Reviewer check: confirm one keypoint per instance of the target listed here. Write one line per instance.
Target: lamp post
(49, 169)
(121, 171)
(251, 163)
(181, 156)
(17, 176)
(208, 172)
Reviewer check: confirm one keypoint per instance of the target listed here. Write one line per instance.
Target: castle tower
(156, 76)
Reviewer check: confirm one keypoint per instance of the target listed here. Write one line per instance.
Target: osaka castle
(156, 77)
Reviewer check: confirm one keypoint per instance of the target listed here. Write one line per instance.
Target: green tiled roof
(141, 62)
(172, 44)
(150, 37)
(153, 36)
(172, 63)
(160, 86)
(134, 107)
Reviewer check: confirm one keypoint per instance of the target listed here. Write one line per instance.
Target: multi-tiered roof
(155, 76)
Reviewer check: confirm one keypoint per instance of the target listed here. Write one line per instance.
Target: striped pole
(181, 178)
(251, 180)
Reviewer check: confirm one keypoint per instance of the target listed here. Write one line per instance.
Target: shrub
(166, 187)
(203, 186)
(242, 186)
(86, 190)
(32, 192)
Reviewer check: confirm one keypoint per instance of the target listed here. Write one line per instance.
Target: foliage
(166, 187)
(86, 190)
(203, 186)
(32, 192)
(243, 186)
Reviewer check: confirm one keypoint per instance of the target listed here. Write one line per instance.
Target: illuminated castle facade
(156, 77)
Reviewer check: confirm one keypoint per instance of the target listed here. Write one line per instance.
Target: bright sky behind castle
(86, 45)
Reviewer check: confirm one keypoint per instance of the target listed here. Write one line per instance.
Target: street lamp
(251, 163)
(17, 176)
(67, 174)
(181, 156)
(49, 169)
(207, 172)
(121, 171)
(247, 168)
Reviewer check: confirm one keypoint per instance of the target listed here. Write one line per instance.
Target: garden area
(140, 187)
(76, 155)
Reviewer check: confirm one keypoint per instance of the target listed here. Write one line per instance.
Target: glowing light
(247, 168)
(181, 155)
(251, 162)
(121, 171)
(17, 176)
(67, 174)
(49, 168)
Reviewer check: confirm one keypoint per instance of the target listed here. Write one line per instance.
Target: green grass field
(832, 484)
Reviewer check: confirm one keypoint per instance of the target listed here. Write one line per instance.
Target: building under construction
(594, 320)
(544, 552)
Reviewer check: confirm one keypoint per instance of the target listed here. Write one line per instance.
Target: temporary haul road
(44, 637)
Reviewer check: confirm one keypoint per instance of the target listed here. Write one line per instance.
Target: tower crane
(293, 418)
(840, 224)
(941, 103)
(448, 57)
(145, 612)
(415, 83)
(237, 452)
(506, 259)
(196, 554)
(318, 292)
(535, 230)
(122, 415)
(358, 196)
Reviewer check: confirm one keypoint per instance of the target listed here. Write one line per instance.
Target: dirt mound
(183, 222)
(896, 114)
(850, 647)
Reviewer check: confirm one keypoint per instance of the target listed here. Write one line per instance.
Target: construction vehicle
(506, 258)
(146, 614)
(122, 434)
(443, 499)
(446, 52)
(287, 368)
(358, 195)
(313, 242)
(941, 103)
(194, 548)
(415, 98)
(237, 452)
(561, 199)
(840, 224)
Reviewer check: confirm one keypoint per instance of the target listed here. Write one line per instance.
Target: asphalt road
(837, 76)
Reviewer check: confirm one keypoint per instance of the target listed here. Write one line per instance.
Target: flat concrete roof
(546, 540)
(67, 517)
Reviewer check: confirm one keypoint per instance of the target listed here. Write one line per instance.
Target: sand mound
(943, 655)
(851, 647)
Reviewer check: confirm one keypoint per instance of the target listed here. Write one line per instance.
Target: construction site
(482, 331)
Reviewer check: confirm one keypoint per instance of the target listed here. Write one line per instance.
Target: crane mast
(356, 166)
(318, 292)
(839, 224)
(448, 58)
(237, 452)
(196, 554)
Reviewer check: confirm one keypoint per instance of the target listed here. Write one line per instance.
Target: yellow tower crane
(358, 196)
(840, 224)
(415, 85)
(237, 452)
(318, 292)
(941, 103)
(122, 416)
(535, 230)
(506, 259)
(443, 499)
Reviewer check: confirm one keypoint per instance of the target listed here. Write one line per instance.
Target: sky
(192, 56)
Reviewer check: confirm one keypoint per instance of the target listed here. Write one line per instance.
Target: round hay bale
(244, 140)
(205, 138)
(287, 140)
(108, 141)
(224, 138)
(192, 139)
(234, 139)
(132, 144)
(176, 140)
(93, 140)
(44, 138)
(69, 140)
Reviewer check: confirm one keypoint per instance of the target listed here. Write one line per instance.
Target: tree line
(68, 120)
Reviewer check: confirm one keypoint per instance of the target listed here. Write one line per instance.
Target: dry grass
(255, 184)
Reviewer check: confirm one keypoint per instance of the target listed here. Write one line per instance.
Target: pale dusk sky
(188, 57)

###

§ **Do this**
Print out all the entries precisely as written.

§ **Reply**
Reviewer check: confirm one keypoint per instance of the target listed here. Write one line per instance.
Target: lamp post
(49, 169)
(121, 171)
(251, 163)
(181, 156)
(17, 176)
(208, 172)
Reviewer check: confirm one keypoint per instance of the target listed here. Write one line per instance.
Target: castle tower
(156, 76)
Reviewer check: confirm one keypoint per instance of the target listed here. Write one line per instance.
Target: osaka castle
(156, 77)
Reviewer check: confirm one keypoint per instance of the target listed here. Write one line per instance.
Target: green tiled roof
(141, 62)
(172, 44)
(150, 37)
(153, 36)
(172, 63)
(160, 86)
(134, 107)
Reviewer check: confirm one keypoint per instance of the target listed here. Write one line per instance.
Target: multi-tiered roof
(155, 76)
Reviewer check: confirm one keypoint per instance of the target listed here. Write one line per instance.
Target: striped pole
(181, 178)
(251, 180)
Reviewer check: confirm one keypoint per instance of the target listed here. Write one line per instance.
Target: shrub
(166, 187)
(203, 186)
(242, 186)
(86, 190)
(32, 192)
Reviewer check: confirm one keypoint per instance of the target listed here. Write one line per instance.
Target: foliage
(166, 187)
(86, 190)
(203, 186)
(32, 192)
(243, 186)
Reviewer check: confirm one keypoint per instance of the target listed here. Write one line per instance.
Target: illuminated castle facade
(156, 77)
Reviewer check: confirm one keypoint per instance of the target listed here. Write one line per instance.
Target: bright sky behind castle
(86, 45)
Reviewer check: confirm one keypoint per instance of the target listed here. Write one line per instance.
Target: street lamp
(251, 163)
(17, 176)
(67, 174)
(181, 156)
(49, 169)
(207, 172)
(121, 171)
(247, 168)
Reviewer check: confirm one keypoint per instance of the target listed here. Write one line per instance.
Target: garden area
(140, 187)
(76, 155)
Reviewer check: confirm one keypoint per instance of the target listed here. Write one line per instance.
Target: glowing light
(247, 168)
(181, 155)
(251, 162)
(121, 171)
(17, 176)
(67, 174)
(49, 168)
Reviewer check: confirm one keypoint per instance of the target listed here. Write one line per instance.
Target: green grass field
(832, 484)
Reviewer check: confirm one keypoint per instance of the target listed here. Write one line per instance.
Target: building under construction
(594, 320)
(544, 552)
Reviewer check: confirm one keypoint per instance of the target listed here. Write one line per instance.
Target: temporary haul road
(44, 637)
Reviewer check: confirm one keypoint per instance of the target listed here. Write one line per instance.
Target: tower crane
(293, 418)
(840, 224)
(941, 103)
(448, 57)
(145, 612)
(415, 83)
(237, 452)
(506, 259)
(196, 554)
(318, 292)
(535, 230)
(122, 415)
(358, 196)
Reviewer check: confirm one keypoint per instance of the target listed here. Write one line per instance.
Target: dirt mound
(183, 222)
(896, 114)
(850, 647)
Reviewer check: confirm one keypoint per instance of the target listed here. Write one line per instance.
Target: construction vehicle
(506, 258)
(146, 614)
(122, 434)
(443, 499)
(446, 52)
(287, 368)
(358, 195)
(313, 242)
(941, 103)
(194, 548)
(415, 98)
(237, 452)
(561, 199)
(840, 224)
Reviewer check: confirm one keypoint per instance of the target listed here. Write one line per instance.
Target: asphalt road
(837, 76)
Reviewer check: confirm one keypoint per instance of the target listed here. Write one line per instance.
Target: flat concrete roof
(546, 540)
(67, 517)
Reviewer check: confirm one keypoint per instance of the target listed here. Write one line per instance.
Target: sand mound
(943, 655)
(851, 647)
Reviewer check: confirm one keypoint per instance of the target listed here. Write one line per instance.
Target: construction site
(482, 331)
Reviewer check: confirm one keypoint per instance of the target listed here. Write one line per instance.
Target: crane mast
(356, 166)
(318, 292)
(839, 224)
(448, 58)
(237, 452)
(196, 554)
Reviewer check: confirm one keypoint per instance of the target listed here. Write one line per instance.
Target: yellow tower crane
(358, 196)
(840, 224)
(415, 85)
(237, 452)
(318, 292)
(941, 103)
(122, 416)
(535, 230)
(506, 259)
(443, 499)
Reviewer check: confirm one keypoint per instance of the target listed here. Write one line per instance.
Target: sky
(192, 56)
Reviewer check: confirm one keypoint per instance of the target listed here. Write one line per instance.
Target: round hay bale
(244, 140)
(205, 138)
(287, 140)
(108, 141)
(224, 138)
(192, 139)
(234, 139)
(132, 144)
(176, 140)
(93, 140)
(44, 138)
(69, 140)
Reviewer check: confirm one keypoint per instance of the target listed here. Write one line per instance.
Target: tree line
(68, 120)
Reviewer check: confirm one keypoint per instance of the target listed here. Write one line per instance.
Target: dry grass
(255, 184)
Reviewer check: confirm one keypoint per instance of the target listed here. Write one line per instance.
Target: pale dusk sky
(188, 57)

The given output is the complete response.